» Text excerpt
+===+

The rumour, rife in middle-class homes, that the more prestigious universities are running admissions policies biased against public-school pupils was effectively quashed this week by the heads of leading private schools.
A Girls' Schools Association and Headmasters' Conference survey of nearly 250 schools which prepared around 19,000 candidates for university entrance found barely a dozen cases of bias against independent school candidates. Report author Janet Lawley, a Bristol graduate and headmistress of Bury Grammar School, said: "I don't think that amounts to a major problem."
Miss Lawley said that one teacher training candidate had been rejected "since they did not have any experience of state school". She added that the admissions tutor was "clearly out of order", but did not suggest that this was typical.

+===+

» Exercises to complete
1 - From the article on university admissions bias, extract the stretch from "A Girls' Schools" through "this was typical.".
2 - In the article on university admissions bias, how many cases of bias against independent school candidates did the survey find?
3 - Carry on the article on university admissions bias from its last sentence.
These records have no connection to the article on university admissions bias.

[Records drawn from a dataset]
+===+

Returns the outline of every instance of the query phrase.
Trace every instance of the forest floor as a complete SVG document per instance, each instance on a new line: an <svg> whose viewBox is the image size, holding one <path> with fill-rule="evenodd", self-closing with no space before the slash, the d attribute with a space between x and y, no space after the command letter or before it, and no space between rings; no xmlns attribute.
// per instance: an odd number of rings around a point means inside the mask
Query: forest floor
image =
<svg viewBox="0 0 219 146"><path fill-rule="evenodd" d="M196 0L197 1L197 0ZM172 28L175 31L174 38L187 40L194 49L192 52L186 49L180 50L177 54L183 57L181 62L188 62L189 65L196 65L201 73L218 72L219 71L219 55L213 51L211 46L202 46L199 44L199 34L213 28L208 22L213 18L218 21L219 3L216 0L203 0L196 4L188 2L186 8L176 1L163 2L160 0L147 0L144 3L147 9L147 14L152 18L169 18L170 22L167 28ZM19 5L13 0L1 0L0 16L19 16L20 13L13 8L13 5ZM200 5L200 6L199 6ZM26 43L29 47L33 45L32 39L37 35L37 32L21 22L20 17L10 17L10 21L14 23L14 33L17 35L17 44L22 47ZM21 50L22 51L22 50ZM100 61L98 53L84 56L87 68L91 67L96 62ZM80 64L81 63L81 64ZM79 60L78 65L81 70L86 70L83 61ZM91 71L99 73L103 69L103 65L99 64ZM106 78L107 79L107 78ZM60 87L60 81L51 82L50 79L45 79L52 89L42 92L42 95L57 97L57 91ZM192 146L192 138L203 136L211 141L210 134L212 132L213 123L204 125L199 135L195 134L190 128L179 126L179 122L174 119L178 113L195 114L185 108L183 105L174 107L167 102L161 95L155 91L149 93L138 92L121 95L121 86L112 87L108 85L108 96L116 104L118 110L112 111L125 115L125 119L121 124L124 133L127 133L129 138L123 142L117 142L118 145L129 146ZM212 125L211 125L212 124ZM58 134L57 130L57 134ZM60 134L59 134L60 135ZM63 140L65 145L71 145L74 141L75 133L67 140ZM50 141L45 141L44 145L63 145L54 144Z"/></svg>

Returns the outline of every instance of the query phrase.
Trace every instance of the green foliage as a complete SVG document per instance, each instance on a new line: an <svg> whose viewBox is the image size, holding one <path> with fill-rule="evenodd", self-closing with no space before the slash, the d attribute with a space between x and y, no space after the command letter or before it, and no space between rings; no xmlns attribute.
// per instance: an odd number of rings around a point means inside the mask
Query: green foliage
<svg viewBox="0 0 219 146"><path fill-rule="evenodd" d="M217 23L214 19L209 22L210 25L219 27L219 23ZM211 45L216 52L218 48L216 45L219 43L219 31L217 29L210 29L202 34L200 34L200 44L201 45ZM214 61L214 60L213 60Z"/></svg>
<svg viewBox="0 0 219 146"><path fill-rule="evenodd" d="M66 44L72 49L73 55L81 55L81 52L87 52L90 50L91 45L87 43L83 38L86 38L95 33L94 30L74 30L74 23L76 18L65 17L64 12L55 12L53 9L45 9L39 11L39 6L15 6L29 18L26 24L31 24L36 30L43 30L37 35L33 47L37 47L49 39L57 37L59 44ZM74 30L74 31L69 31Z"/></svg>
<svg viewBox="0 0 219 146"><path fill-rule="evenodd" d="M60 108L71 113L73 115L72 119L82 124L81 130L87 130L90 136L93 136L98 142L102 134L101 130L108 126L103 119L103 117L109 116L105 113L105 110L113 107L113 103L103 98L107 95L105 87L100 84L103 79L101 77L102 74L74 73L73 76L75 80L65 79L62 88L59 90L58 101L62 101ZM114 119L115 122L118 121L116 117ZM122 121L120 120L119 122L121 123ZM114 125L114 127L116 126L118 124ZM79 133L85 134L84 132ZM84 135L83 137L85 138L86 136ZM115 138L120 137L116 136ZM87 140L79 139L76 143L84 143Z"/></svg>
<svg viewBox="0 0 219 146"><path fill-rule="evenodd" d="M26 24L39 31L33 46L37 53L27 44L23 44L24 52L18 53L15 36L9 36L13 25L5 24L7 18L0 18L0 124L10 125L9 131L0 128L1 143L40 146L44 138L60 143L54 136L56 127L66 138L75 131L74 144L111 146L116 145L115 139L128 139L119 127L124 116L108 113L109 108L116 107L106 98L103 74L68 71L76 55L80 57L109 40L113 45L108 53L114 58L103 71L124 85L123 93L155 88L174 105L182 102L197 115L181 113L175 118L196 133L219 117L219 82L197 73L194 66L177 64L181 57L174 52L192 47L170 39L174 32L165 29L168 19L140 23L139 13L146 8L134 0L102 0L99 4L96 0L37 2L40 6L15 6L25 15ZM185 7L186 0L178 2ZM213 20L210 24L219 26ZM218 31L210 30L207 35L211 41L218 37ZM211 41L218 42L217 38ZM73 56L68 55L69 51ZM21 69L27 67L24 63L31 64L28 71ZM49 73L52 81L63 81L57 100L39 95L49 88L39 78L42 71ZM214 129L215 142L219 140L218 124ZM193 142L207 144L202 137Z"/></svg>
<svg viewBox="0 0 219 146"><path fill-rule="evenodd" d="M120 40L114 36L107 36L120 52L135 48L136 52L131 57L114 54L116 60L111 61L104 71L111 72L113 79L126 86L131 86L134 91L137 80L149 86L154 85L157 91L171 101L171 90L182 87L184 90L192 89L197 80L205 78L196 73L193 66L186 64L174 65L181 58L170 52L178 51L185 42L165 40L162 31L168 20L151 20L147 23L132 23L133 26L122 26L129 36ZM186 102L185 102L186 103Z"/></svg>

+===+

» Expected outputs
1 -
A Girls' Schools Association and Headmasters' Conference survey of nearly 250 schools which prepared around 19,000 candidates for university entrance found barely a dozen cases of bias against independent school candidates. Report author Janet Lawley, a Bristol graduate and headmistress of Bury Grammar School, said: "I don't think that amounts to a major problem."
Miss Lawley said that one teacher training candidate had been rejected "since they did not have any experience of state school". She added that the admissions tutor was "clearly out of order", but did not suggest that this was typical.

2 - Barely a dozen.

3 -
Miss Lawley said: "This is not a problem peculiar to any particular type of university or department. It lies in the minds of those who have no idea that independent schools are all different. We are not all able to provide small classes with intensive training for entrance to Oxford and Cambridge."
Indeed, some of those universities which are sometimes seen as centres of bias appear at the top of the list of universities recognised as having good admissions procedures: Bristol, Cambridge, Edinburgh, Oxford, St Andrews and Southampton.
A bigger problem appears to be connected with racial background, and the HMC and GSA report says some schools harbour "grave fears of prejudice against Asian candidates by medical schools".